Task goal
Once the pictures are set aside, reproduce the entries below exactly.

Material provided
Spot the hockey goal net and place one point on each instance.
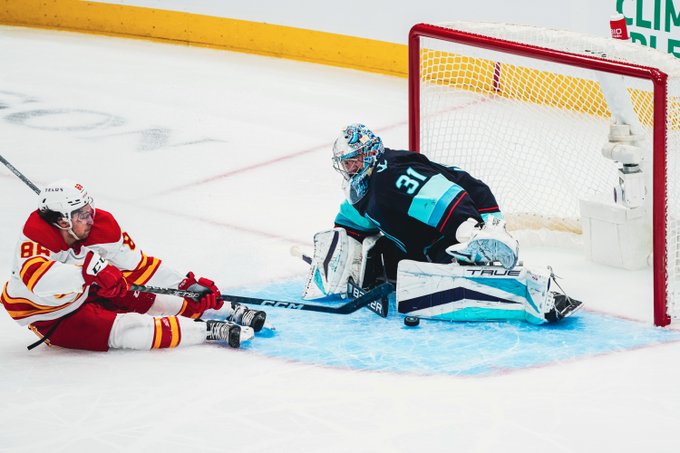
(528, 111)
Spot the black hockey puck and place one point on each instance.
(411, 321)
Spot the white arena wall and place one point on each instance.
(370, 35)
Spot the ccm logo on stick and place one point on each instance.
(273, 303)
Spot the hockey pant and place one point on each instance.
(136, 321)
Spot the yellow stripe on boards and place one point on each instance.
(195, 29)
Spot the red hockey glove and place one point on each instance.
(209, 296)
(110, 280)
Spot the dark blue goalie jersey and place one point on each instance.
(416, 203)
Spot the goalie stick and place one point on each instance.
(379, 307)
(364, 300)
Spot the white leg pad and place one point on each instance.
(473, 293)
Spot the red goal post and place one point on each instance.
(538, 93)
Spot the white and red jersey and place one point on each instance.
(47, 281)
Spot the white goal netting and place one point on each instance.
(528, 110)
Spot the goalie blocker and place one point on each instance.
(480, 293)
(339, 259)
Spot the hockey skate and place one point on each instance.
(245, 316)
(232, 333)
(564, 306)
(488, 244)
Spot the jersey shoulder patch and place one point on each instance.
(41, 232)
(105, 229)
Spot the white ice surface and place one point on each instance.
(219, 162)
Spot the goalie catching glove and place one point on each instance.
(337, 258)
(209, 296)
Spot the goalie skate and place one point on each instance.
(564, 306)
(489, 244)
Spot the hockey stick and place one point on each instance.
(20, 175)
(350, 307)
(379, 307)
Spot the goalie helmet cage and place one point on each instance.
(526, 110)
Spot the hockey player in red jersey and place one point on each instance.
(70, 285)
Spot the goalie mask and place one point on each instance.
(61, 199)
(355, 152)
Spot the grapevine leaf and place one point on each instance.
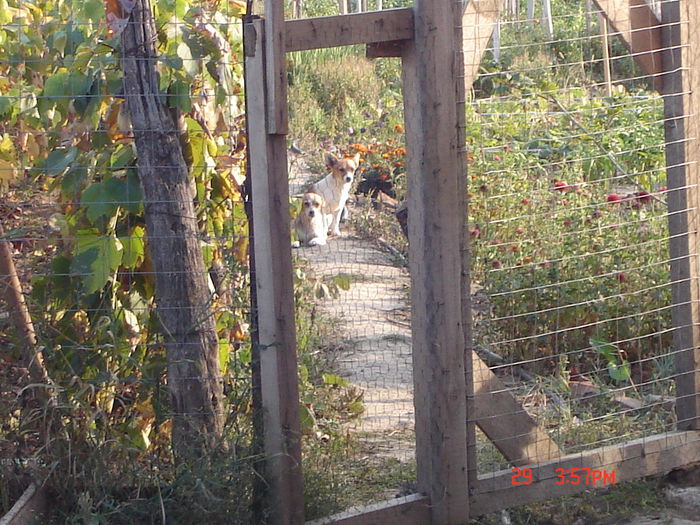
(134, 248)
(58, 160)
(96, 259)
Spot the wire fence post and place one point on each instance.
(437, 213)
(274, 289)
(681, 102)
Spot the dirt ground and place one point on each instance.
(374, 324)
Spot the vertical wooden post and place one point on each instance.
(274, 291)
(607, 69)
(681, 105)
(530, 13)
(497, 41)
(547, 18)
(433, 101)
(276, 68)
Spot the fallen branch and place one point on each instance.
(11, 292)
(620, 169)
(493, 359)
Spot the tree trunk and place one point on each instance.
(182, 295)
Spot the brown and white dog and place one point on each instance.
(335, 188)
(311, 224)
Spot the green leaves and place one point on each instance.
(58, 160)
(134, 247)
(96, 259)
(102, 199)
(618, 367)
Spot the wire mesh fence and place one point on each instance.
(570, 253)
(111, 314)
(125, 330)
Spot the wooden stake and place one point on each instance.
(681, 104)
(274, 294)
(433, 101)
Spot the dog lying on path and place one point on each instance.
(335, 188)
(311, 224)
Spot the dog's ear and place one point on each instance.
(331, 160)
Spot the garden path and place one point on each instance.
(374, 325)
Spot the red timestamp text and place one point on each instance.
(573, 476)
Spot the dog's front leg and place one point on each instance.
(335, 222)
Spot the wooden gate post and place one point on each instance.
(681, 106)
(434, 112)
(273, 281)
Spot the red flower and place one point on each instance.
(643, 196)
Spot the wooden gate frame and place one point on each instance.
(452, 386)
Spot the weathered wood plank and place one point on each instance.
(640, 29)
(504, 421)
(681, 104)
(478, 21)
(345, 30)
(275, 296)
(276, 68)
(182, 296)
(643, 457)
(392, 48)
(433, 101)
(30, 508)
(409, 510)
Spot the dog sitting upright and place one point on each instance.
(335, 187)
(311, 224)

Problem solution
Spot the hockey goal net and place one point on each instance.
(528, 111)
Spot the black hockey puck and place one point on each instance.
(411, 321)
Spot the white arena wall and place one point on each instance.
(370, 35)
Spot the ccm logo on stick and place one point on each instance.
(273, 303)
Spot the hockey pant and place one point on each instance.
(136, 321)
Spot the yellow stripe on boards and place one point on each instance.
(195, 29)
Spot the red hockey glove and place one point on each instance.
(209, 296)
(110, 280)
Spot the dark blue goalie jersey and place one point on each instance.
(416, 203)
Spot the goalie stick and place one point on each instance.
(379, 307)
(364, 300)
Spot the white leg pad and place one point on each instance.
(473, 293)
Spot the red goal post and place one point on each instance.
(538, 93)
Spot the white and red jersey and place one point on each instance.
(47, 281)
Spot the white goal netting and place one point on each instance.
(528, 110)
Spot the goalie blocker and place one point on each instance.
(480, 293)
(339, 259)
Spot the hockey skate and place one point on each instance.
(245, 316)
(232, 333)
(564, 306)
(488, 244)
Spot the jersey shoulder patch and place one point on each instance.
(41, 232)
(105, 229)
Spot the white ice surface and place one point on each instance.
(219, 162)
Spot the goalie catching glove and place one point on each instance.
(337, 258)
(209, 296)
Spot the goalie skate and place one point on each instance.
(564, 306)
(489, 244)
Spot the hockey stick and place one point on each instance.
(20, 175)
(350, 307)
(379, 307)
Spot the goalie helmet cage and place one point on each instance.
(526, 110)
Spot the hockey player in red jersey and place one point on each instance.
(70, 285)
Spot the goalie mask and place one point on each instance.
(61, 199)
(355, 152)
Spot the grapevine leaf and place one point on each instance.
(134, 248)
(58, 160)
(96, 259)
Spot the wire fence post and place one point on each instance.
(437, 213)
(274, 289)
(681, 102)
Spot the dirt ground and place one point on each instance.
(374, 324)
Spot the vertical wooden post and place one point on each instance.
(274, 291)
(607, 69)
(681, 105)
(530, 13)
(497, 41)
(547, 18)
(433, 101)
(276, 68)
Spot the fallen branch and place one point on each instance.
(11, 292)
(620, 169)
(493, 359)
Spot the tree trunk and place one point on each instance.
(182, 295)
Spot the brown and white dog and place one point on each instance.
(335, 188)
(311, 224)
Spot the green leaves and place one point on each instance.
(58, 160)
(134, 247)
(96, 259)
(102, 199)
(618, 367)
Spot the wire mesh fence and place one point on each instance.
(570, 253)
(111, 314)
(125, 330)
Spot the wooden stake and place one point on each instance.
(681, 104)
(274, 294)
(433, 101)
Spot the dog lying on path and place one point on each instance.
(335, 188)
(311, 224)
Spot the dog's ear and place one point on each instance.
(331, 160)
Spot the garden path and place one point on each instance.
(374, 325)
Spot the red timestamp text and place one point on each instance.
(573, 476)
Spot the dog's front leg and place one point on each instance.
(335, 222)
Spot the wooden gate post and place one point on each instance.
(681, 106)
(434, 112)
(273, 281)
Spot the red flower and place one point on each instance.
(643, 196)
Spot the wooden gate frame and place one point on each instance.
(452, 386)
Spot the weathered wood plank and place one point on each instance.
(640, 29)
(504, 421)
(681, 104)
(478, 21)
(345, 30)
(275, 296)
(276, 68)
(182, 296)
(643, 457)
(392, 48)
(433, 101)
(30, 508)
(409, 510)
Spot the dog sitting upright and place one point on each instance.
(335, 187)
(311, 224)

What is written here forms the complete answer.